### Task to complete:
Pull out every line in the rows that contains the word "paved", and treat case as significant when matching.

### The input:
[start]

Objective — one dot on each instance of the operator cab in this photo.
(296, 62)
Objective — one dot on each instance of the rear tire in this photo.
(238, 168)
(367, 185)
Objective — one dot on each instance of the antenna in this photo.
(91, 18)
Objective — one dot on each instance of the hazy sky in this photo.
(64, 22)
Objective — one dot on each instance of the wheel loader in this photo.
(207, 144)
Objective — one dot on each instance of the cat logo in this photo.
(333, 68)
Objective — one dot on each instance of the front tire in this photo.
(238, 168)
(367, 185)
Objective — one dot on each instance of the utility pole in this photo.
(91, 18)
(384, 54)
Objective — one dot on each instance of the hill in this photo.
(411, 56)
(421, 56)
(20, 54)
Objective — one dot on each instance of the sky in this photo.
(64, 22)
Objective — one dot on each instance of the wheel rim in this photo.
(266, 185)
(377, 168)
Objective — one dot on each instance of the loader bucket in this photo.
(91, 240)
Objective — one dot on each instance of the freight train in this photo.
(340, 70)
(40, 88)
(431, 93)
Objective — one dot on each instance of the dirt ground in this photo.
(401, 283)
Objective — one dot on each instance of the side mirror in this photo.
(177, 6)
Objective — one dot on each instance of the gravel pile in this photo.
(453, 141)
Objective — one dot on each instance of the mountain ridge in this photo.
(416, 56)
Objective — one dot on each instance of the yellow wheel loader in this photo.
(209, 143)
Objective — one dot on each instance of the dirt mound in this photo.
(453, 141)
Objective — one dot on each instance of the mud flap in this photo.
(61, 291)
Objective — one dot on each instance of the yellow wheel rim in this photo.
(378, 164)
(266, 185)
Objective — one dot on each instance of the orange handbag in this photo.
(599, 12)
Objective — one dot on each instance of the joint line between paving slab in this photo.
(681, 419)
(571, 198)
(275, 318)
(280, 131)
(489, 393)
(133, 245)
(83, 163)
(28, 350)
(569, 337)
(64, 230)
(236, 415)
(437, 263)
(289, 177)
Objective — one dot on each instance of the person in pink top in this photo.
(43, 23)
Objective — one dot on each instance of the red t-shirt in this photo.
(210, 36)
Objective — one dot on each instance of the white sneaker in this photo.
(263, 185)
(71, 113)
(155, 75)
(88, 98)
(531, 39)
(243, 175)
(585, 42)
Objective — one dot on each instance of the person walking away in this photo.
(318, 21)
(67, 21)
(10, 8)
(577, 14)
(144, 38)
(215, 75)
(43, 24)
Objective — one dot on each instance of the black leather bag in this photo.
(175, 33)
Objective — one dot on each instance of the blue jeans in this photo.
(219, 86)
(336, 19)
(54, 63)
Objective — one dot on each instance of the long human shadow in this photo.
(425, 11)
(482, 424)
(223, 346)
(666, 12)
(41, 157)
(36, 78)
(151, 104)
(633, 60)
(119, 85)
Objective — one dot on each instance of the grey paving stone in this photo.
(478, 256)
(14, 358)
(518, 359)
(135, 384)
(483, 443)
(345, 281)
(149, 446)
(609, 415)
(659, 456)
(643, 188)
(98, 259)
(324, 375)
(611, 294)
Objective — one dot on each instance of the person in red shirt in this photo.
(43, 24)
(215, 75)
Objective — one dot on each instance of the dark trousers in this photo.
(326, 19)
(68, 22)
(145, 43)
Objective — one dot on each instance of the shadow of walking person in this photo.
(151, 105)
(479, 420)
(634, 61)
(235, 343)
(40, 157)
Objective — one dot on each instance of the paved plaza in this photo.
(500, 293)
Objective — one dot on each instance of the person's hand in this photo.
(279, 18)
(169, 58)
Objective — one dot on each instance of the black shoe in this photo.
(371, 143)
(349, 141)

[end]
[start]

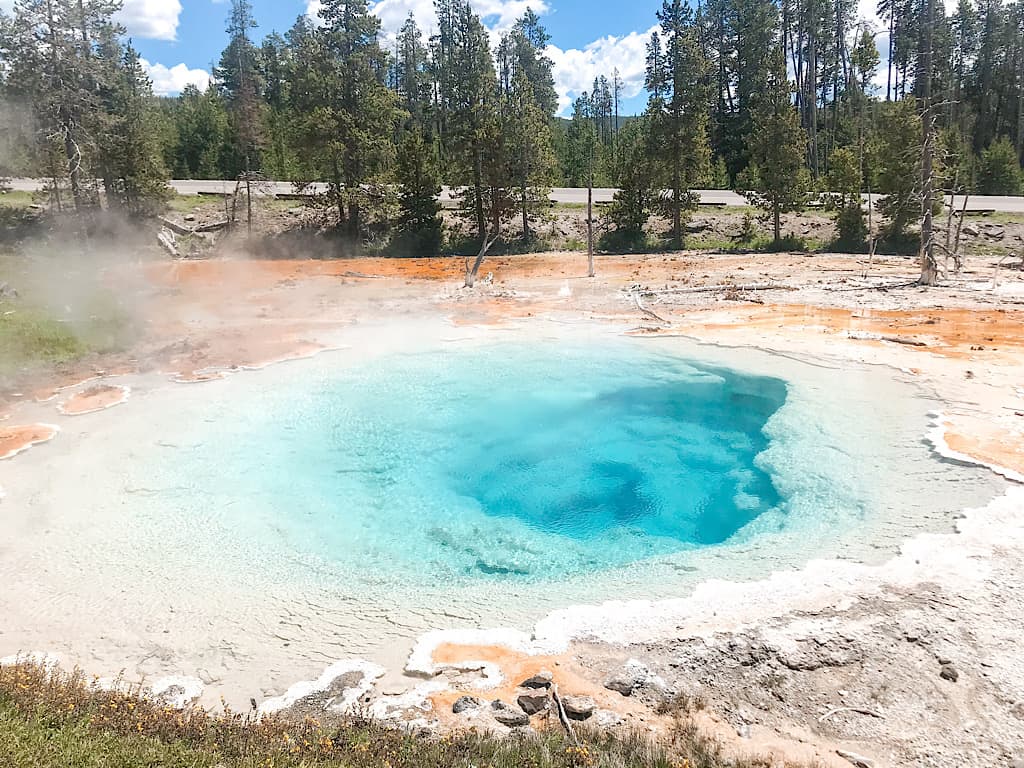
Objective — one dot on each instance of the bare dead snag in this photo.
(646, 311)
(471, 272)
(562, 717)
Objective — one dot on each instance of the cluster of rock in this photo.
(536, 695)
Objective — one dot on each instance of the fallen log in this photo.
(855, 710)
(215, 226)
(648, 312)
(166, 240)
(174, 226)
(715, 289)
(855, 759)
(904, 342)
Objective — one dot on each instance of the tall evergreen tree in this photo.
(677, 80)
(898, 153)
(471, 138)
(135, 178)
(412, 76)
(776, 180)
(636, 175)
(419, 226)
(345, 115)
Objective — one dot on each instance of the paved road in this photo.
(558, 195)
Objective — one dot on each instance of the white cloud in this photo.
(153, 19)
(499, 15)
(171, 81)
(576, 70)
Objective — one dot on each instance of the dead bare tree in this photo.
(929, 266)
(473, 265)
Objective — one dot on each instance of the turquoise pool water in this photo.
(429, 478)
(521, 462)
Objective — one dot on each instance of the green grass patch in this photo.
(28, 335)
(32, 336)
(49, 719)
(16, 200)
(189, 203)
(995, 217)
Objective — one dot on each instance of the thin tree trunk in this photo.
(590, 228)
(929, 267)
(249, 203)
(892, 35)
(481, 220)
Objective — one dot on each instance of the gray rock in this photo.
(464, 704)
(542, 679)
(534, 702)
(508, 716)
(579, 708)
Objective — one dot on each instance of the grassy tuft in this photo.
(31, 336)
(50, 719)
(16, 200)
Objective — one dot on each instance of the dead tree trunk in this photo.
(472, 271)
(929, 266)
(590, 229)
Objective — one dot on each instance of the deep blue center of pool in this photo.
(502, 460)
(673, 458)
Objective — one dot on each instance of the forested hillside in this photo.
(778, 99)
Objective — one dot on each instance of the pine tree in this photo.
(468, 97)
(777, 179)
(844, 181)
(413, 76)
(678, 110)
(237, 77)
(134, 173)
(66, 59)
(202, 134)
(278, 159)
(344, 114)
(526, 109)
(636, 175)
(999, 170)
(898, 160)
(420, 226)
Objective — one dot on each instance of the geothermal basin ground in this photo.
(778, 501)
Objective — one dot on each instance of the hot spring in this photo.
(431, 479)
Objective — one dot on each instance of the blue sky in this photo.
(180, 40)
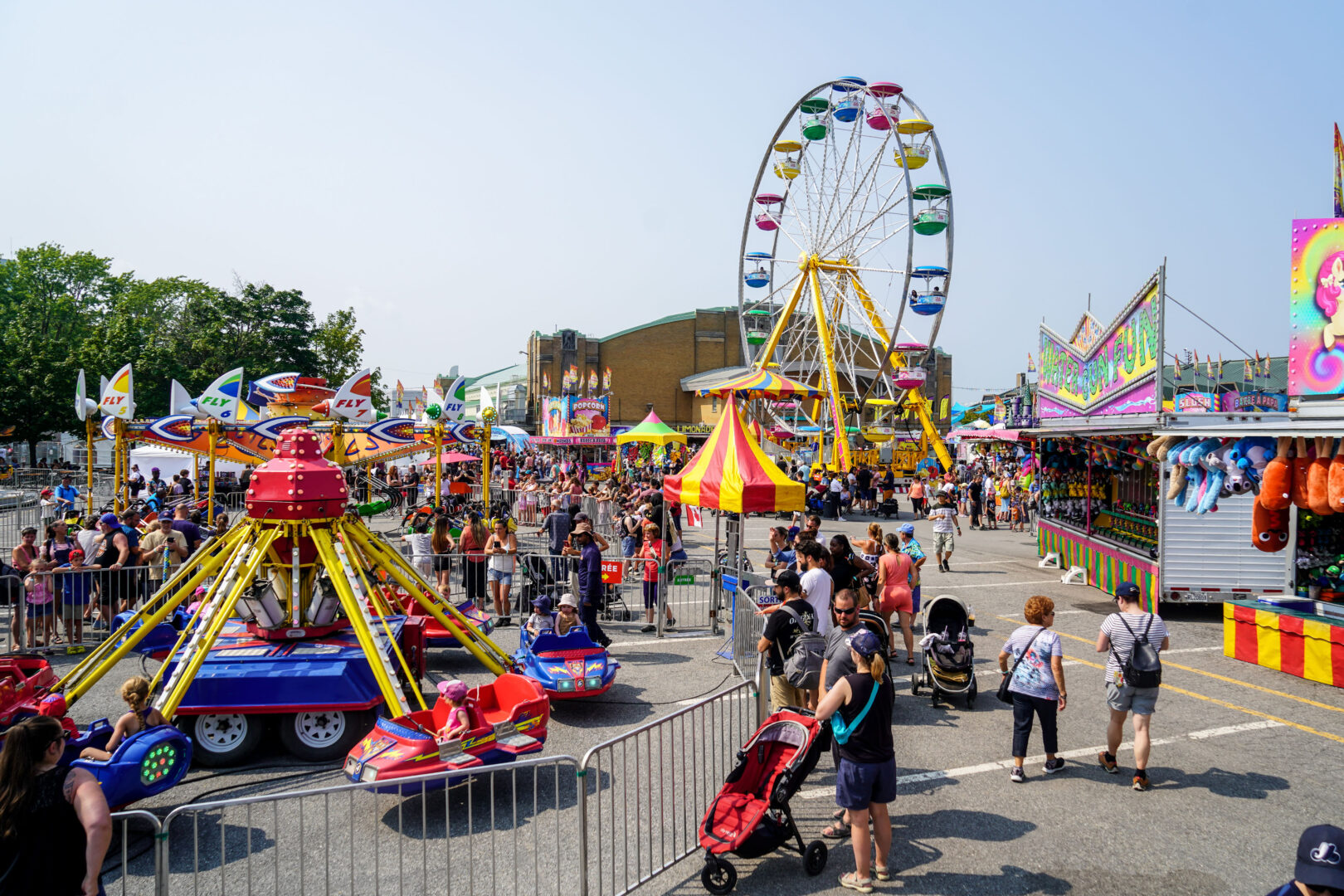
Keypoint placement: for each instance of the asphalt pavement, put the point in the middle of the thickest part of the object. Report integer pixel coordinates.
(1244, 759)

[end]

### Result:
Objective — one dot on each instance of the paved plaza in this photo.
Objective — one dot on each instance of the paved road in this photo.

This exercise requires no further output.